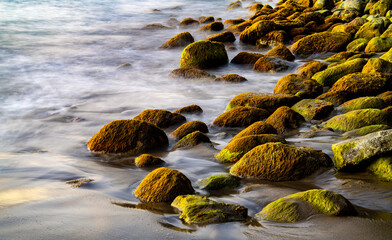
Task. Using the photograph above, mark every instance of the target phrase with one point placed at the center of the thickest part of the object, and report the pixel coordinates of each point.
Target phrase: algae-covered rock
(188, 128)
(160, 118)
(330, 75)
(299, 85)
(201, 210)
(163, 185)
(382, 168)
(204, 54)
(240, 117)
(320, 42)
(191, 140)
(128, 136)
(362, 103)
(358, 153)
(239, 146)
(300, 206)
(313, 108)
(357, 119)
(219, 181)
(285, 119)
(147, 160)
(267, 101)
(280, 162)
(180, 40)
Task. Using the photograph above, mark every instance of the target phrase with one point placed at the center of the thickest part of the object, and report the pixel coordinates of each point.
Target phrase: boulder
(175, 183)
(128, 136)
(280, 162)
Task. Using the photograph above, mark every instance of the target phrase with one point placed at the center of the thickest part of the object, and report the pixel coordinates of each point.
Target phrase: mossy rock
(226, 36)
(362, 103)
(163, 185)
(128, 136)
(313, 108)
(280, 162)
(188, 128)
(204, 54)
(219, 181)
(377, 65)
(191, 140)
(246, 58)
(330, 75)
(320, 42)
(310, 68)
(357, 45)
(180, 40)
(201, 210)
(365, 130)
(190, 109)
(382, 168)
(357, 119)
(267, 101)
(240, 117)
(358, 153)
(239, 146)
(256, 128)
(299, 85)
(160, 118)
(285, 119)
(147, 160)
(302, 205)
(191, 73)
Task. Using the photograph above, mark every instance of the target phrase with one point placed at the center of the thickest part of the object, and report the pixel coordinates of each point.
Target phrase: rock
(267, 101)
(128, 136)
(175, 183)
(201, 210)
(220, 181)
(362, 103)
(191, 140)
(313, 108)
(285, 119)
(357, 119)
(180, 40)
(310, 68)
(320, 42)
(191, 109)
(240, 117)
(204, 54)
(280, 162)
(160, 118)
(226, 36)
(299, 85)
(147, 160)
(302, 205)
(330, 75)
(246, 58)
(191, 73)
(188, 128)
(239, 146)
(271, 64)
(358, 153)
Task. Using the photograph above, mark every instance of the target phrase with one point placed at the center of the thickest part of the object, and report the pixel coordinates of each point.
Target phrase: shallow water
(60, 83)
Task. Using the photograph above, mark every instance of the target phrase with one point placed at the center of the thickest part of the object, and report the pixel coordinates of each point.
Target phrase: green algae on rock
(280, 162)
(204, 54)
(300, 206)
(239, 146)
(128, 136)
(201, 210)
(163, 185)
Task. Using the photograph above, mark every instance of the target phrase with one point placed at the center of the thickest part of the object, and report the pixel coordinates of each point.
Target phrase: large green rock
(300, 206)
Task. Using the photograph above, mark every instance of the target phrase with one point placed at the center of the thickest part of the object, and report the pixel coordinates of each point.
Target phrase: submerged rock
(128, 136)
(163, 185)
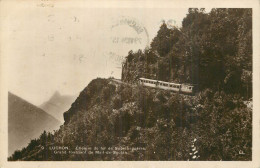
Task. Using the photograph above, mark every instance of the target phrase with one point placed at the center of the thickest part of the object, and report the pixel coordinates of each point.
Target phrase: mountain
(132, 122)
(124, 120)
(57, 105)
(26, 122)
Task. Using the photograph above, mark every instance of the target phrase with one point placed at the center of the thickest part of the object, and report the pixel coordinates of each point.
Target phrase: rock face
(57, 105)
(26, 122)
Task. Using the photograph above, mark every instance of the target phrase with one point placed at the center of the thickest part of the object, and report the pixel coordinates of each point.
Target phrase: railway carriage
(184, 88)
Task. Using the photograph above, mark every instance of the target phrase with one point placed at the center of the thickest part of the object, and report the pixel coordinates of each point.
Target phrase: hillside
(123, 120)
(57, 105)
(110, 114)
(211, 50)
(26, 122)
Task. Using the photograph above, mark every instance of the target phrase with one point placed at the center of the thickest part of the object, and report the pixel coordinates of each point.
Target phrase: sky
(63, 49)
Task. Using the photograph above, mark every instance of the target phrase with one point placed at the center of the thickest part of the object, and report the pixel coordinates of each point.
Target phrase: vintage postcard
(150, 83)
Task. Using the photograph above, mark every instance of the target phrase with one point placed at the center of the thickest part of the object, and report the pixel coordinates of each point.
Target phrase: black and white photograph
(127, 84)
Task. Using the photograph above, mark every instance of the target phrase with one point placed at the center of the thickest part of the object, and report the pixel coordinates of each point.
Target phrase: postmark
(125, 34)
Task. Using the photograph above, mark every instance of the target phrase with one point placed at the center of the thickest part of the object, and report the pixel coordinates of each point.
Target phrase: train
(183, 88)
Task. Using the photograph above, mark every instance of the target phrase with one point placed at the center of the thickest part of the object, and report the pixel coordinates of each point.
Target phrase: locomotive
(183, 88)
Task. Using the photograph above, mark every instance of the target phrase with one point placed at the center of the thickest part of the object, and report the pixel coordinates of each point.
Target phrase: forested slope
(212, 50)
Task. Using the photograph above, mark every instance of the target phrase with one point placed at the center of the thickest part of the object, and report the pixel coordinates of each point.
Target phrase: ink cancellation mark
(127, 33)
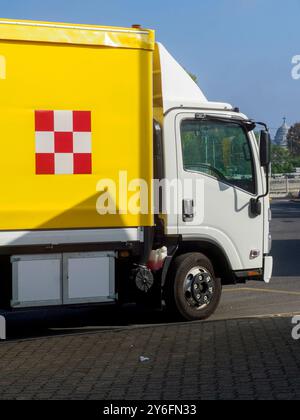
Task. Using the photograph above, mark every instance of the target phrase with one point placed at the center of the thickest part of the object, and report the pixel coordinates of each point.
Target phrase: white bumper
(268, 269)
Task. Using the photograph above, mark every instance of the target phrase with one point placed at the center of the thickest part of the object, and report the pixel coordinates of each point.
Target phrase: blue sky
(241, 50)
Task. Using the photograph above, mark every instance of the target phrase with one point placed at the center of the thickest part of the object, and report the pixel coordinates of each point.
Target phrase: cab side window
(220, 150)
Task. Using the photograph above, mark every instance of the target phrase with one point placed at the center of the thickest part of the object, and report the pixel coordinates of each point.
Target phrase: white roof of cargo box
(179, 89)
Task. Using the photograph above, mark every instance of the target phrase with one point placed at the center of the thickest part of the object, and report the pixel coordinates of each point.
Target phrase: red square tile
(63, 142)
(82, 163)
(82, 121)
(44, 120)
(45, 164)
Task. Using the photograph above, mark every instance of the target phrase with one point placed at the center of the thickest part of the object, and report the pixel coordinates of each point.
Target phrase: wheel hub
(199, 288)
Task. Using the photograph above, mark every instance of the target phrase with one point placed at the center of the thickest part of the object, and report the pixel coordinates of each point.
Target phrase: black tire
(179, 301)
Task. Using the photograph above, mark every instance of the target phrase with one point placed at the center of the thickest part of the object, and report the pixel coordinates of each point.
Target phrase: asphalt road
(246, 351)
(282, 295)
(253, 300)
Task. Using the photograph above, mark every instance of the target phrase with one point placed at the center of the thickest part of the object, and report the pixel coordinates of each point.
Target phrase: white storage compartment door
(89, 278)
(37, 280)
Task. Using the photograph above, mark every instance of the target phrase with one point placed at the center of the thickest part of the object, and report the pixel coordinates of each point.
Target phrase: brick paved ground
(239, 359)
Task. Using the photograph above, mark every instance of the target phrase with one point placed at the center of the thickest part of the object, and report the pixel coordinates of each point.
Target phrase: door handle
(188, 211)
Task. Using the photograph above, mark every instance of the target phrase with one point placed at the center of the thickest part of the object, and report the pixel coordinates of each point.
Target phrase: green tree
(282, 160)
(294, 139)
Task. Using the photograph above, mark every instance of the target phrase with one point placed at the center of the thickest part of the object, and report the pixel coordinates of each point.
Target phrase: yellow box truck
(119, 180)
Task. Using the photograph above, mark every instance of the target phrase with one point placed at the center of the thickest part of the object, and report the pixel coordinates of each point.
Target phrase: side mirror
(265, 149)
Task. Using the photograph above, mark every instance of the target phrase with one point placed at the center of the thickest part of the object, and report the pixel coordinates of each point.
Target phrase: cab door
(218, 166)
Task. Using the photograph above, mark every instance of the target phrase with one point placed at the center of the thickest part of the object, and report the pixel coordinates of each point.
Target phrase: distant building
(281, 135)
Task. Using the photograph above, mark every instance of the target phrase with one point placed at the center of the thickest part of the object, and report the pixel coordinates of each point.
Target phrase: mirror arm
(255, 204)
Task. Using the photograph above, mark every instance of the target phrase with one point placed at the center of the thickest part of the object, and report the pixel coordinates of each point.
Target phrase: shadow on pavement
(286, 258)
(35, 324)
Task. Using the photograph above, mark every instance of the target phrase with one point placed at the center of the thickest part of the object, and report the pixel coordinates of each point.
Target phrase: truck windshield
(219, 149)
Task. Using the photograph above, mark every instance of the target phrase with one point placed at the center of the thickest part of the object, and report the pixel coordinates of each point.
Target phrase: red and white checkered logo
(63, 142)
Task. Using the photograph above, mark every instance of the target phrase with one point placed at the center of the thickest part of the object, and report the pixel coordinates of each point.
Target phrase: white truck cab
(223, 225)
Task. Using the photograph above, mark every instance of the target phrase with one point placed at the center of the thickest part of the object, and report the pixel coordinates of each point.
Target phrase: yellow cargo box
(76, 107)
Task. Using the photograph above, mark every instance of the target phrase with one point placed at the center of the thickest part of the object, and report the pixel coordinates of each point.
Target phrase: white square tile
(44, 142)
(64, 163)
(82, 142)
(63, 121)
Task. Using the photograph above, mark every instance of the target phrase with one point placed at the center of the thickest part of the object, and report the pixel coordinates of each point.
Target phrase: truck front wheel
(192, 290)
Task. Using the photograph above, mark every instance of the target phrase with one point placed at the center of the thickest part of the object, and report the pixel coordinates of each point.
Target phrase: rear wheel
(192, 291)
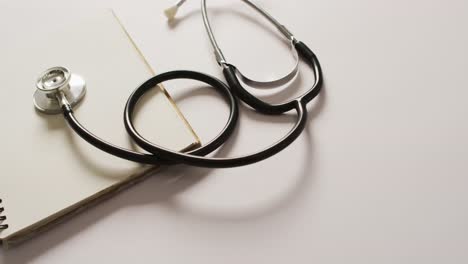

◆ **INSTRUCTION**:
List every line above that contains the word "mirror", matching case exactly.

◆ **ANSWER TO THIS EXERCISE**:
Target phrase: side mirror
Target phrase: mirror arm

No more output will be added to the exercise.